AIM OF THE EXERCISE:
Nothing but a verbatim copy of the data, minus the images, should be returned.

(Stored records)
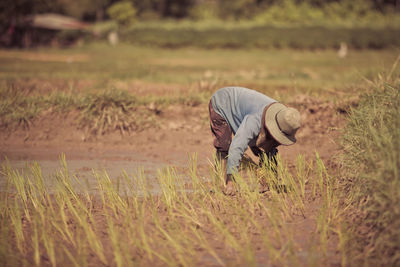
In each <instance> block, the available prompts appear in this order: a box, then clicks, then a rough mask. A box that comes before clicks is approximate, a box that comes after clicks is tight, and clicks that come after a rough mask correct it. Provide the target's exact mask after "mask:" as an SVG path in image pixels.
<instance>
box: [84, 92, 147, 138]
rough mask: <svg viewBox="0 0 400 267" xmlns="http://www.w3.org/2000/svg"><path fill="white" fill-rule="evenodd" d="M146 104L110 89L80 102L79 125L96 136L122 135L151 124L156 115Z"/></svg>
mask: <svg viewBox="0 0 400 267" xmlns="http://www.w3.org/2000/svg"><path fill="white" fill-rule="evenodd" d="M144 104H145V103H143V101H140V99H138V98H137V97H135V96H134V95H131V94H128V93H127V92H125V91H120V90H109V91H104V92H102V93H93V94H87V95H86V96H84V97H83V99H82V100H81V104H80V105H79V107H78V109H79V110H80V119H79V125H80V126H81V127H84V128H86V129H87V130H88V131H89V132H91V133H94V134H101V135H102V134H104V133H106V132H107V131H110V130H118V131H120V132H121V134H124V133H125V132H130V131H132V130H139V129H143V128H145V127H146V125H147V126H149V125H151V122H152V115H153V113H152V112H151V111H150V110H148V109H146V108H145V107H143V105H144Z"/></svg>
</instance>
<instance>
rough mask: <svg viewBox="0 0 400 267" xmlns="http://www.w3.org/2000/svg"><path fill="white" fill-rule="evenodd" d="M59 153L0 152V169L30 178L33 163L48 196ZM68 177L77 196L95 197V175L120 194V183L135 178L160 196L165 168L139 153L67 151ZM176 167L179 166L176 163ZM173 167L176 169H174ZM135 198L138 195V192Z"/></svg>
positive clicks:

TASK SOLUTION:
In each <instance> block, the available prompts appear in this order: a box, then clicks, then a rough mask. A box that comes before clicks is approximate, a box that comes after clicks is tight, and clicks that come after a rough mask correct it. Provide the target's exact mask after "mask:" as an SVG path in image pixels.
<instance>
box: [84, 92, 147, 138]
rough mask: <svg viewBox="0 0 400 267" xmlns="http://www.w3.org/2000/svg"><path fill="white" fill-rule="evenodd" d="M146 104L110 89L80 102L79 125L96 136L122 135L151 124L156 115Z"/></svg>
mask: <svg viewBox="0 0 400 267" xmlns="http://www.w3.org/2000/svg"><path fill="white" fill-rule="evenodd" d="M144 104H145V103H143V101H140V99H138V98H137V97H135V96H134V95H131V94H128V93H127V92H125V91H120V90H109V91H104V92H102V93H93V94H87V95H86V96H84V97H83V99H82V100H81V104H80V105H79V107H78V109H79V110H80V119H79V125H80V126H81V127H84V128H86V129H87V130H88V131H89V132H91V133H94V134H101V135H102V134H104V133H106V132H107V131H110V130H118V131H120V132H121V134H124V133H125V132H130V131H132V130H139V129H143V128H145V127H146V125H147V126H149V125H151V122H152V115H153V113H152V112H151V111H150V110H148V109H146V108H145V107H143V105H144Z"/></svg>
</instance>
<instance>
rough mask: <svg viewBox="0 0 400 267" xmlns="http://www.w3.org/2000/svg"><path fill="white" fill-rule="evenodd" d="M59 153L0 152V169L30 178L33 163L48 196ZM68 177L77 196L95 197V175L120 194V183L135 178L160 196L165 168L139 153L67 151ZM176 167L179 166L176 163ZM173 167L176 169H174ZM135 198L138 195V192Z"/></svg>
positive clicks:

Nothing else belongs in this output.